* **AIM OF THE EXERCISE**
Please return each entry that follows exactly as written, and keep the pictures out.

[Collected data]
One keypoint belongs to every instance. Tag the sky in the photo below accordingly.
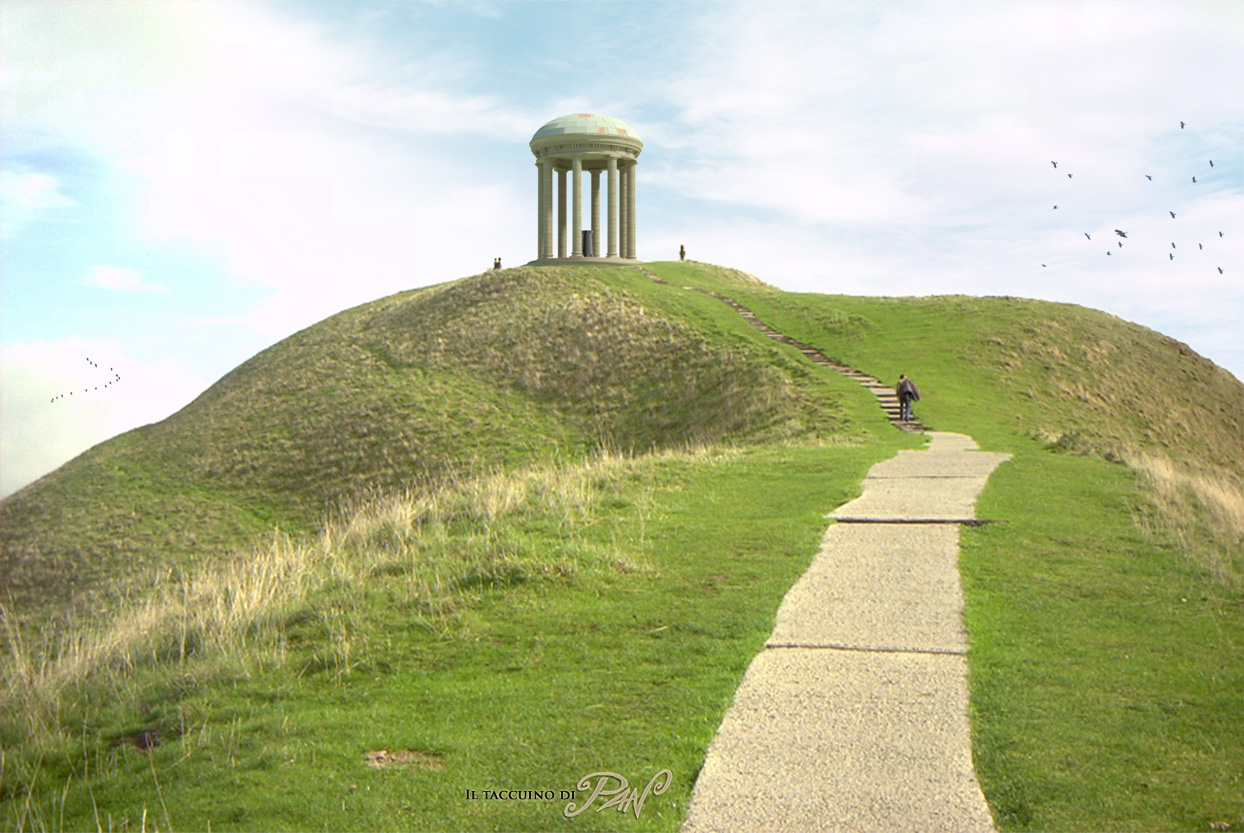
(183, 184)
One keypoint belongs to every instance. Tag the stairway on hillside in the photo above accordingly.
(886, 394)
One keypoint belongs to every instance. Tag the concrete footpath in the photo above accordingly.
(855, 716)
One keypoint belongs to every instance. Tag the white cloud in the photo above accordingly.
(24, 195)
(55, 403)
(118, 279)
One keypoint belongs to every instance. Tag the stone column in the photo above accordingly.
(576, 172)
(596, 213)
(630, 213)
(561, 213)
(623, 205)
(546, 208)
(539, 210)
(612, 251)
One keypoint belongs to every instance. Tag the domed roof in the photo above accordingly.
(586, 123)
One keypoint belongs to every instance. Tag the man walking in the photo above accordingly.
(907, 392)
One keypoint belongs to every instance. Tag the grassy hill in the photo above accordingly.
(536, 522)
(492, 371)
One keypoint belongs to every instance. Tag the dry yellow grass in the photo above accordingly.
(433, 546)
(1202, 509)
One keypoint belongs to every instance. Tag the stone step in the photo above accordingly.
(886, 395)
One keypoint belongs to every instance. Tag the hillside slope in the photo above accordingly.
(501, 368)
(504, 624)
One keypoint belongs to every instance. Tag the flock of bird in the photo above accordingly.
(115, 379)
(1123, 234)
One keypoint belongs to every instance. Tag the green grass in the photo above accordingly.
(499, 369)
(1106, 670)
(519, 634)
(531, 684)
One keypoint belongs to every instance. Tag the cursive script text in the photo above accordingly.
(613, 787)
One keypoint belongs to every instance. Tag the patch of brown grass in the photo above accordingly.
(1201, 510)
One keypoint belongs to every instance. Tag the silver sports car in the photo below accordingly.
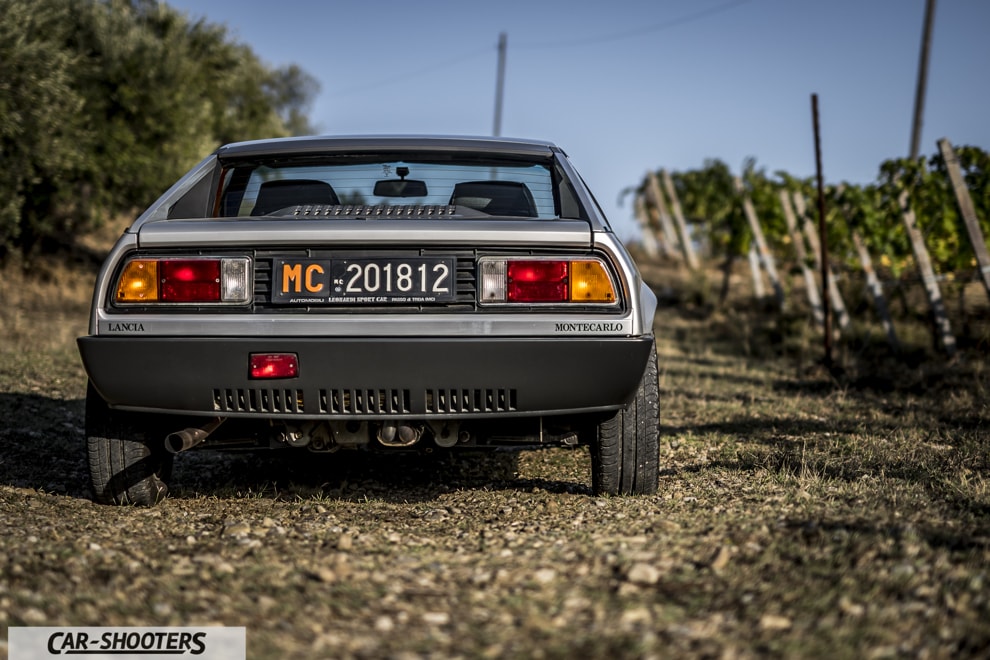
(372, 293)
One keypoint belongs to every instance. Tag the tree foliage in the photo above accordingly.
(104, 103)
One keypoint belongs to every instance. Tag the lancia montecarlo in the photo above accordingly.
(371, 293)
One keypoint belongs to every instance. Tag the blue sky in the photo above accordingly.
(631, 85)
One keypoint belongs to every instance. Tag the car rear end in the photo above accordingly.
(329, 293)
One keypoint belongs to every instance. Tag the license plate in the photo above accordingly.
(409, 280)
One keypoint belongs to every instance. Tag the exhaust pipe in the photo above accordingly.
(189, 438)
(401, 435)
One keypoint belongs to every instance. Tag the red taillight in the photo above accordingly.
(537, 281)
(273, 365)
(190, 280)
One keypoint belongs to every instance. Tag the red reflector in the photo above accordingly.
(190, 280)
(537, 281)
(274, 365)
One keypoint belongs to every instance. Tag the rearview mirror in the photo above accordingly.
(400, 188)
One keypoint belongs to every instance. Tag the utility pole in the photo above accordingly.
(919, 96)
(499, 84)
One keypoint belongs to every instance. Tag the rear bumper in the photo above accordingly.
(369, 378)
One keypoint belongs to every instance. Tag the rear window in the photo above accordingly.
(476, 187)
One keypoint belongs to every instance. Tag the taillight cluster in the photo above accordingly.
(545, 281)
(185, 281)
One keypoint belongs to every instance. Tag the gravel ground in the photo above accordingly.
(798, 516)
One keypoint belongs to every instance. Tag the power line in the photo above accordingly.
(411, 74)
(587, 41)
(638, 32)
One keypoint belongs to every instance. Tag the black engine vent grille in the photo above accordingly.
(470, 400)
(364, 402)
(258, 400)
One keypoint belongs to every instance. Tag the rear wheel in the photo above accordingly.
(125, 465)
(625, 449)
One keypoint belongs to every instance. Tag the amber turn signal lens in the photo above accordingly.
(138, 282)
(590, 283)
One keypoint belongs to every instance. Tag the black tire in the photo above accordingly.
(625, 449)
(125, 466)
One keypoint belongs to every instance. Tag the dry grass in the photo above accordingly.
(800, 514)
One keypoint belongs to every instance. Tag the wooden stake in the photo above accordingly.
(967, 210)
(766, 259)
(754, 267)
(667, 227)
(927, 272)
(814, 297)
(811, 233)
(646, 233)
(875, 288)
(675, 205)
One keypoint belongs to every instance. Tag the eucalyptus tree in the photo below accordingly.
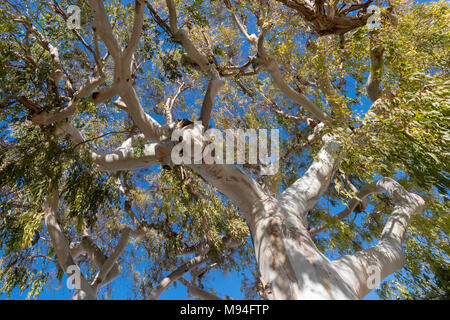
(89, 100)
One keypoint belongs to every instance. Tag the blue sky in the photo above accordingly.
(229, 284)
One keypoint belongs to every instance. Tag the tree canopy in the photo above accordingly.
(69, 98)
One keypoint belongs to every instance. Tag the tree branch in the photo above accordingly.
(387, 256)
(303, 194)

* **SOLUTION FOR THIS TASK**
One keypoint belongs to every instance. Tag the sky in the photo below accordingly.
(183, 184)
One keypoint belongs to every instance. Tag the stairway on hillside in the photo above accordingly.
(886, 394)
One keypoint belongs to every instance. Tag the concrete footpath in the photo above accordingly.
(855, 716)
One keypoint belongs to every instance. Tag the white cloud in the photo above accordingly.
(24, 195)
(55, 403)
(118, 279)
One keypoint belongs to every instance. Tag the stone column in the photo above accordingly.
(576, 172)
(596, 213)
(630, 213)
(561, 213)
(623, 205)
(546, 208)
(539, 210)
(612, 251)
One keypoint belongs to every instance. Tag the domed roof in the photo above accordingly.
(586, 123)
One keypoint belongs to every instance. Tag the man walking in the photo above accordingly.
(907, 392)
One keypoint belongs to every instance. Tag the grassy hill in the photo above accordingly.
(536, 522)
(492, 371)
One keypoint belongs to every instance. Tag the dry yellow grass in the photo above accordingly.
(433, 546)
(1202, 509)
One keypoint belongs to every instance. Tag the stone step in the photo above accordingly.
(886, 395)
One keypoint belongs to every instance. Tag the hillside slope in the photo above accordingly.
(501, 368)
(504, 624)
One keypoint belongs to every instance. Tag the flock of bird in the photo above accordingly.
(115, 379)
(1123, 234)
One keypoint belongs to every instance. Tag the green grass in the photo above accordingly.
(499, 369)
(1106, 670)
(519, 634)
(531, 684)
One keypoint belongs to every instance. Tag the cursive script text in the photo above accordingly.
(613, 787)
One keypoint belongs to every instance. Tag the patch of brown grass in the photo above accordingly.
(1201, 510)
One keypoint belongs to every instance. Tag the silver sports car in the photo below accordingly.
(372, 293)
One keypoint belongs to every instance. Tag the tree foliage in the photo above accordingly.
(104, 103)
One keypoint belongs to every instance. Tag the lancia montecarlo in the photo above accordingly.
(371, 293)
One keypoint belongs to every instance. Tag the blue sky in the photo above accordingly.
(631, 85)
One keypoint belongs to every instance. Tag the car rear end in the photo above accordingly.
(329, 293)
One keypoint belongs to every instance. Tag the license plate in the photo above accordingly.
(409, 280)
One keypoint belongs to every instance. Tag the exhaust pipe in the photo above accordingly.
(189, 438)
(401, 435)
One keypoint belongs to every instance. Tag the red taillight in the photo above accordingly.
(537, 281)
(273, 365)
(190, 280)
One keypoint belongs to every instance. Tag the red reflector in the photo above accordingly.
(190, 280)
(537, 281)
(274, 365)
One keypoint belongs to every instance. Tag the rearview mirror in the photo above accordingly.
(400, 188)
One keypoint belongs to every instance. Tag the utility pole in the photo above accordingly.
(919, 96)
(499, 84)
One keypoint belongs to every instance. Tag the rear bumper in the photo above accordingly.
(369, 378)
One keypoint belongs to every instance. Tag the rear window in the photo above accordingly.
(476, 187)
One keypoint belongs to every instance. Tag the taillight cluster in the photo above accordingly.
(545, 281)
(185, 281)
One keypoint belongs to every instance. Tag the gravel ground in the photo above accordingly.
(798, 516)
One keypoint belongs to every instance. Tag the power line in the photo above accordingly.
(411, 74)
(587, 41)
(638, 32)
One keypoint belongs to every instance. Tag the black engine vent grille in the photo above accordingly.
(470, 400)
(364, 402)
(258, 400)
One keypoint belongs to every instance. Tag the rear wheel in the photo above accordingly.
(125, 465)
(625, 449)
One keypoint belongs to every instance. Tag the amber turn signal lens in the photo above accordingly.
(138, 282)
(590, 283)
One keypoint belongs to every instance. Tag the black tire in the photo above accordingly.
(625, 449)
(125, 466)
One keypoint belongs to every instance. Tag the dry grass in the photo above accordingly.
(800, 514)
One keypoint belongs to every instance. Tag the wooden stake in the photo above accordingly.
(967, 210)
(766, 259)
(754, 267)
(667, 227)
(927, 272)
(814, 297)
(811, 233)
(646, 233)
(875, 288)
(675, 205)
One keypoint belongs to every instance. Tag the eucalyptus tree in the photo below accordingly.
(89, 100)
One keypoint belongs to every instance. Tag the blue sky in the photo above accordingly.
(229, 284)
One keypoint belongs to every instance. Tag the tree canopy in the photo above accordingly.
(69, 98)
One keypoint belongs to every instance. Tag the tree branch in the photo above accordingly.
(387, 256)
(303, 194)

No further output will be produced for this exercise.